Retype the rows between the line holding "mirror using a bounding box." and the line holding "[267,112,499,280]", inclusive, copying each line exactly and leaving out any pictures.

# GIVEN RECORDS
** Begin **
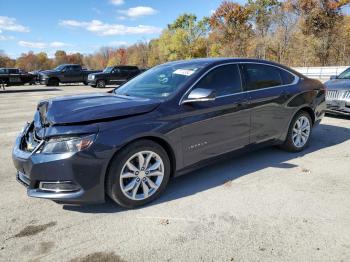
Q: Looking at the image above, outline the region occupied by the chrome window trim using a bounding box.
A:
[179,62,302,106]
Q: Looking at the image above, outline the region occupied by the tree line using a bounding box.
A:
[0,0,350,71]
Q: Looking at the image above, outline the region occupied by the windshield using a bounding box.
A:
[55,65,65,71]
[337,68,350,79]
[114,64,204,98]
[103,66,113,73]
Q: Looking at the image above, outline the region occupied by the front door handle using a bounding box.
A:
[280,91,290,98]
[236,99,248,107]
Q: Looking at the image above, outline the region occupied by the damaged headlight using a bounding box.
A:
[41,135,96,154]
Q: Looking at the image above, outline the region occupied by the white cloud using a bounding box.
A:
[0,16,29,33]
[18,41,70,49]
[109,41,129,47]
[59,20,161,36]
[49,41,68,48]
[118,6,158,18]
[0,35,15,41]
[110,0,124,5]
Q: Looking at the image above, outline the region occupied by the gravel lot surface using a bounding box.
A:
[0,86,350,261]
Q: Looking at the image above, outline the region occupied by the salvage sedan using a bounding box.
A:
[325,68,350,116]
[13,58,326,208]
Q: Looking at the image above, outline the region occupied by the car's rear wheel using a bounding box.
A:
[96,80,106,88]
[282,111,312,152]
[47,78,60,86]
[106,140,170,208]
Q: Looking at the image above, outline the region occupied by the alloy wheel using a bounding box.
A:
[120,151,164,200]
[292,116,311,148]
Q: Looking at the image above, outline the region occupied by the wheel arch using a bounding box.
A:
[279,105,316,142]
[103,135,176,198]
[293,106,316,125]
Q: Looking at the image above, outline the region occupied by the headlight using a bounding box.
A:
[41,135,96,154]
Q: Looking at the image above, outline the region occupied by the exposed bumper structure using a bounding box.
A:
[12,125,105,204]
[326,90,350,116]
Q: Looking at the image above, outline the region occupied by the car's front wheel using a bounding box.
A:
[282,111,312,152]
[96,80,106,88]
[106,140,171,208]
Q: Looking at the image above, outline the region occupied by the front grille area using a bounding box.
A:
[343,91,350,99]
[17,171,30,187]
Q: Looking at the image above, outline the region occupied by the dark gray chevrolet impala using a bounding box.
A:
[13,58,326,208]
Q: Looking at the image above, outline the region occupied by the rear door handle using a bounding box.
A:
[280,91,290,98]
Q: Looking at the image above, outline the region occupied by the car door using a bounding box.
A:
[241,63,299,143]
[180,64,250,166]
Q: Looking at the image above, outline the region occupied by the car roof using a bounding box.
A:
[165,57,305,77]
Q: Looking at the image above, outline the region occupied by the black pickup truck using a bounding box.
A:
[88,66,144,88]
[0,68,35,86]
[39,64,101,86]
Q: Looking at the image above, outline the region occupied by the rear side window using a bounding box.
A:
[195,65,242,96]
[9,69,19,74]
[243,64,283,90]
[280,69,295,85]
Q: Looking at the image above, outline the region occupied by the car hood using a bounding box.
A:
[324,79,350,90]
[38,93,160,126]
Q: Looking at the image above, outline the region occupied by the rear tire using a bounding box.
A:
[281,111,312,152]
[96,80,106,88]
[106,140,171,208]
[47,78,60,86]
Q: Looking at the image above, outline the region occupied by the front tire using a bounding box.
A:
[282,111,312,152]
[96,80,106,88]
[106,140,171,208]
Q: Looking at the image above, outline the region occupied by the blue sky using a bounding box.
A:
[0,0,245,57]
[0,0,350,57]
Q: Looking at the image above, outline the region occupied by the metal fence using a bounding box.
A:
[293,66,350,82]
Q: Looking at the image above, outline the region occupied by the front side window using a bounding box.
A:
[114,63,204,98]
[103,66,114,73]
[194,65,242,96]
[243,64,283,90]
[337,68,350,79]
[9,69,19,74]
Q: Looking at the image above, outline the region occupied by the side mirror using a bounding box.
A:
[182,88,216,104]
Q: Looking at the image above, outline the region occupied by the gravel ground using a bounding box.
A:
[0,86,350,261]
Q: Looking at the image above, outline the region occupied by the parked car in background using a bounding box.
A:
[39,64,101,86]
[325,68,350,116]
[29,69,44,83]
[88,66,142,88]
[12,58,326,208]
[0,68,35,86]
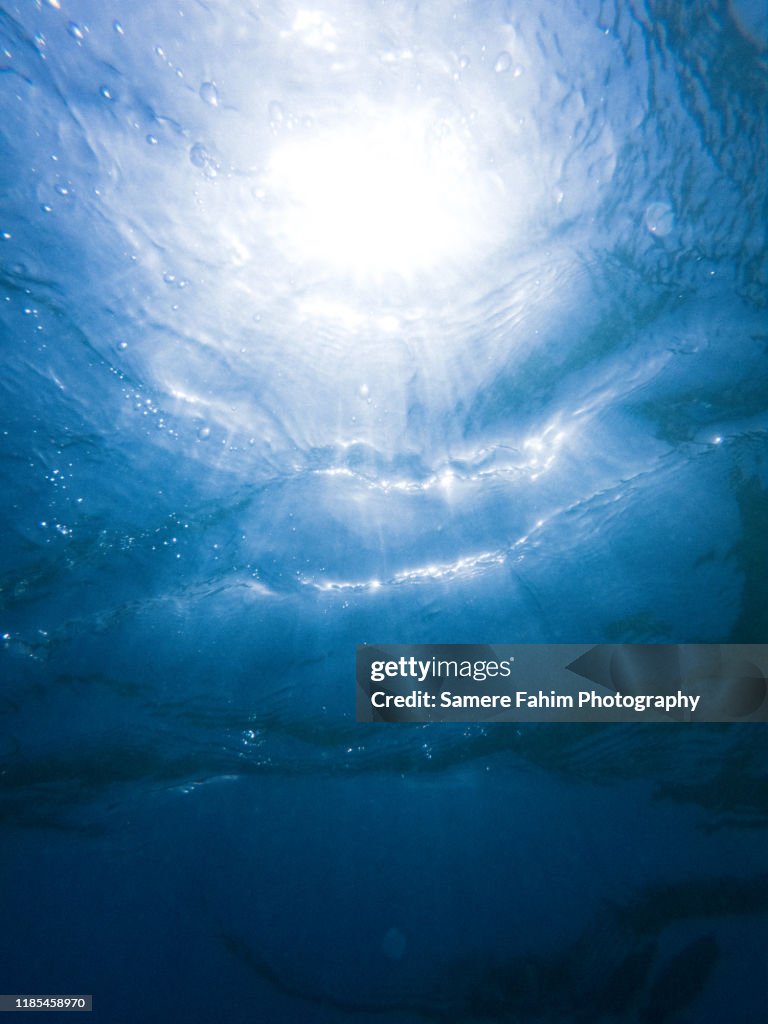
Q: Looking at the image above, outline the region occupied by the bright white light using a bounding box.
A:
[267,112,499,280]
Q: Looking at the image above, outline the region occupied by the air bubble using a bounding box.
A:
[644,203,675,239]
[267,99,286,128]
[494,50,512,74]
[200,82,219,106]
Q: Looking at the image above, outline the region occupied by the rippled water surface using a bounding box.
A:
[0,0,768,1024]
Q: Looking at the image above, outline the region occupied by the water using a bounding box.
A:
[0,0,768,1024]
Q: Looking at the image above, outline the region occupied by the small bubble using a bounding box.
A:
[189,142,220,178]
[494,50,512,74]
[189,142,208,167]
[267,99,286,128]
[200,82,219,106]
[644,203,675,239]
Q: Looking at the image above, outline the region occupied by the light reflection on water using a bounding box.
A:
[0,0,767,737]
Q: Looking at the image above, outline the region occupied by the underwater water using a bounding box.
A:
[0,0,768,1024]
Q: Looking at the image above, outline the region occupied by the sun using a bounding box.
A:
[266,111,488,281]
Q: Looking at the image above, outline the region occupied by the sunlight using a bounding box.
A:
[267,111,501,281]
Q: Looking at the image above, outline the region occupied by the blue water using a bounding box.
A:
[0,0,768,1024]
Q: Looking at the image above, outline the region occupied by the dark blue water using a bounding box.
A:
[0,0,768,1024]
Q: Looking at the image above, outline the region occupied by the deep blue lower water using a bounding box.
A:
[0,0,768,1024]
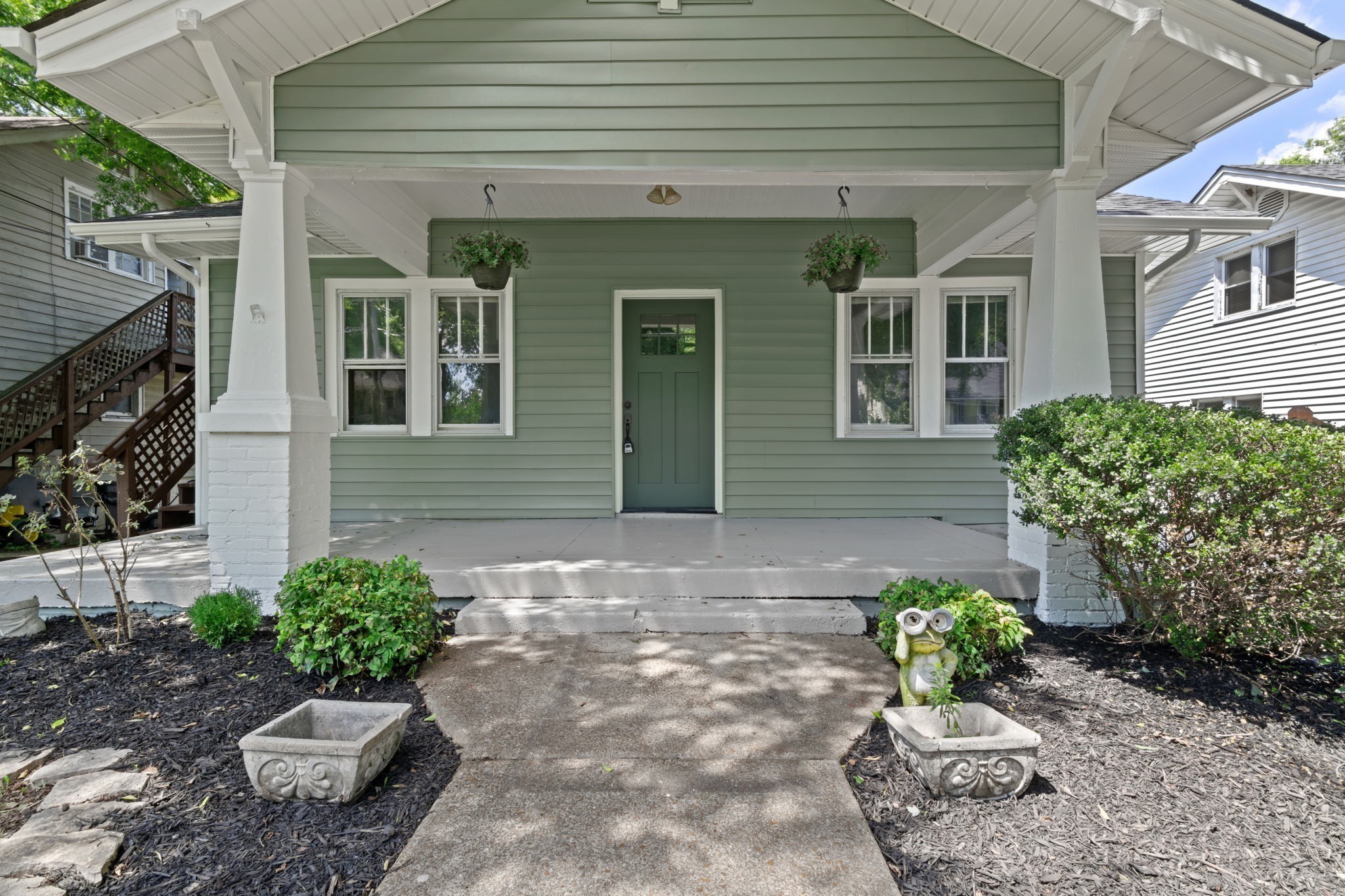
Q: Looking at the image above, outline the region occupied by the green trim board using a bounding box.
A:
[275,0,1063,171]
[209,221,1136,523]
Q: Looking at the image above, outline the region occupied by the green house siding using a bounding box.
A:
[944,255,1139,395]
[275,0,1061,169]
[209,221,1136,523]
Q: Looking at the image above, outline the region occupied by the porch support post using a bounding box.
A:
[200,163,335,608]
[1009,176,1120,625]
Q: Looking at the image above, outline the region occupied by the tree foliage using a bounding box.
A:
[1279,116,1345,165]
[0,0,238,216]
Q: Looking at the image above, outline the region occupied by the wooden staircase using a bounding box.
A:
[0,291,196,523]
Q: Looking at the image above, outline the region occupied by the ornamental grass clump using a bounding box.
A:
[878,578,1032,681]
[276,555,439,680]
[187,588,261,650]
[997,395,1345,657]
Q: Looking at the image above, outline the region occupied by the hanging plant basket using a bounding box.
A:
[444,184,529,293]
[803,232,888,293]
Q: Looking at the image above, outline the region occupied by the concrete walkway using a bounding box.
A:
[378,634,897,896]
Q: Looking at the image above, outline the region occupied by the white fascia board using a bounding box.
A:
[67,215,242,244]
[1195,165,1345,204]
[0,28,37,66]
[1097,215,1275,236]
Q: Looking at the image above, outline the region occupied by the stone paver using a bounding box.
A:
[0,828,122,884]
[420,634,898,760]
[31,747,131,784]
[378,634,897,896]
[37,771,149,809]
[0,747,55,780]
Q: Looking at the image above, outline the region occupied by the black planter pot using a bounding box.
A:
[823,262,864,293]
[472,265,514,291]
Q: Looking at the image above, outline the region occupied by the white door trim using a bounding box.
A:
[612,289,724,513]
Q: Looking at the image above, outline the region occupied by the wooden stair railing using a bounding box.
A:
[102,371,196,529]
[0,291,196,486]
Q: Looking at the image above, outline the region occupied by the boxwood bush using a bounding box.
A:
[878,578,1032,680]
[997,395,1345,656]
[276,556,439,678]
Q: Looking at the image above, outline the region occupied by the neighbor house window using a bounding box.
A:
[1220,236,1298,317]
[342,295,406,431]
[66,180,155,282]
[943,294,1009,427]
[847,295,915,434]
[437,295,503,430]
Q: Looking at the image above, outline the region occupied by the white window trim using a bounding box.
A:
[834,277,1028,439]
[1214,228,1300,321]
[323,277,514,439]
[60,179,159,284]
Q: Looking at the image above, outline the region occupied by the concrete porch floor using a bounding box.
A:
[0,516,1038,607]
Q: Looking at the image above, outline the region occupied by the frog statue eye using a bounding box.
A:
[929,607,954,634]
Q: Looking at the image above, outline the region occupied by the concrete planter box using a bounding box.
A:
[238,700,412,803]
[882,702,1041,800]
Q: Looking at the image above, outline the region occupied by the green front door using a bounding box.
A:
[620,298,716,511]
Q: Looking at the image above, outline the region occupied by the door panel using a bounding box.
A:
[621,298,716,511]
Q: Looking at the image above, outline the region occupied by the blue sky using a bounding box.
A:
[1123,0,1345,202]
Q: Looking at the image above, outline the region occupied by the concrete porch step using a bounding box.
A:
[456,598,865,634]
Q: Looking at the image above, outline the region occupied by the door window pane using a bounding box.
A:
[850,364,910,426]
[345,367,406,426]
[944,362,1009,426]
[1224,253,1252,314]
[1266,239,1296,305]
[440,362,500,426]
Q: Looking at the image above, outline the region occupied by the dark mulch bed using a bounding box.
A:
[845,624,1345,896]
[0,616,458,896]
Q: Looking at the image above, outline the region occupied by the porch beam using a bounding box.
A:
[307,175,428,277]
[177,9,271,175]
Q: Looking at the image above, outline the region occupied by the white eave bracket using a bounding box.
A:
[177,9,271,175]
[0,28,37,66]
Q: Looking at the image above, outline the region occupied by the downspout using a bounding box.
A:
[1145,230,1205,284]
[140,234,200,291]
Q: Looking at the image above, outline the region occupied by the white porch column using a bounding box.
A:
[200,164,335,608]
[1009,177,1122,625]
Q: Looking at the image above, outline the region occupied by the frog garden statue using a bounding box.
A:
[896,607,958,706]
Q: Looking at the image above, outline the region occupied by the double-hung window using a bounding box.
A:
[943,293,1009,427]
[324,277,514,437]
[1218,236,1298,317]
[847,294,915,435]
[66,180,155,284]
[342,294,406,433]
[436,294,503,430]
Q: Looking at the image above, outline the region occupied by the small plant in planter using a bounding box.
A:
[803,232,888,293]
[444,230,530,290]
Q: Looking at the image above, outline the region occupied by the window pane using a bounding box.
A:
[457,297,481,356]
[481,297,500,354]
[944,295,963,357]
[869,295,892,356]
[440,363,500,426]
[988,295,1009,357]
[944,362,1009,426]
[961,295,987,357]
[676,314,695,354]
[345,368,406,426]
[850,364,910,426]
[850,295,869,354]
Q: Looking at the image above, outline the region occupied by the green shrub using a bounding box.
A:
[997,395,1345,656]
[276,556,439,678]
[878,579,1032,678]
[187,588,261,649]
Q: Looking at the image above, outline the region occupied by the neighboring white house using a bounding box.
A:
[1145,165,1345,423]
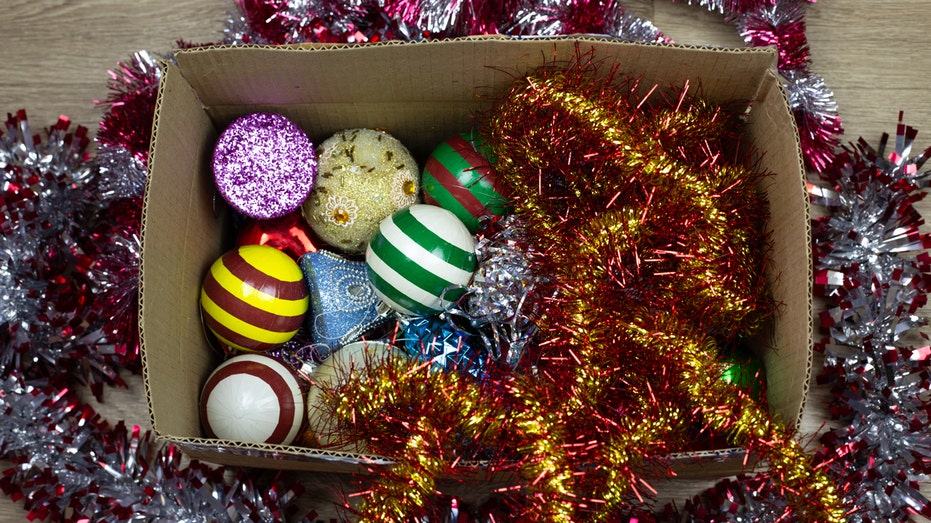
** End **
# EXERCISE ANSWER
Q: Looking at the image above, outline the region occupied by the side mirror using a bounding box.
A:
[182,88,216,104]
Q: Looking at the image above, outline the region occupied by the gravel ground using a bounding box.
A:
[0,86,350,261]
Q: Looking at the image above, outline the region occupied by the parked car in background using a bounding box.
A:
[39,64,101,86]
[325,68,350,116]
[29,69,44,83]
[88,66,142,88]
[12,58,326,208]
[0,68,35,86]
Q: Looking at the image above, outline the region occupied by the bright white light using a bounding box.
A:
[267,112,499,280]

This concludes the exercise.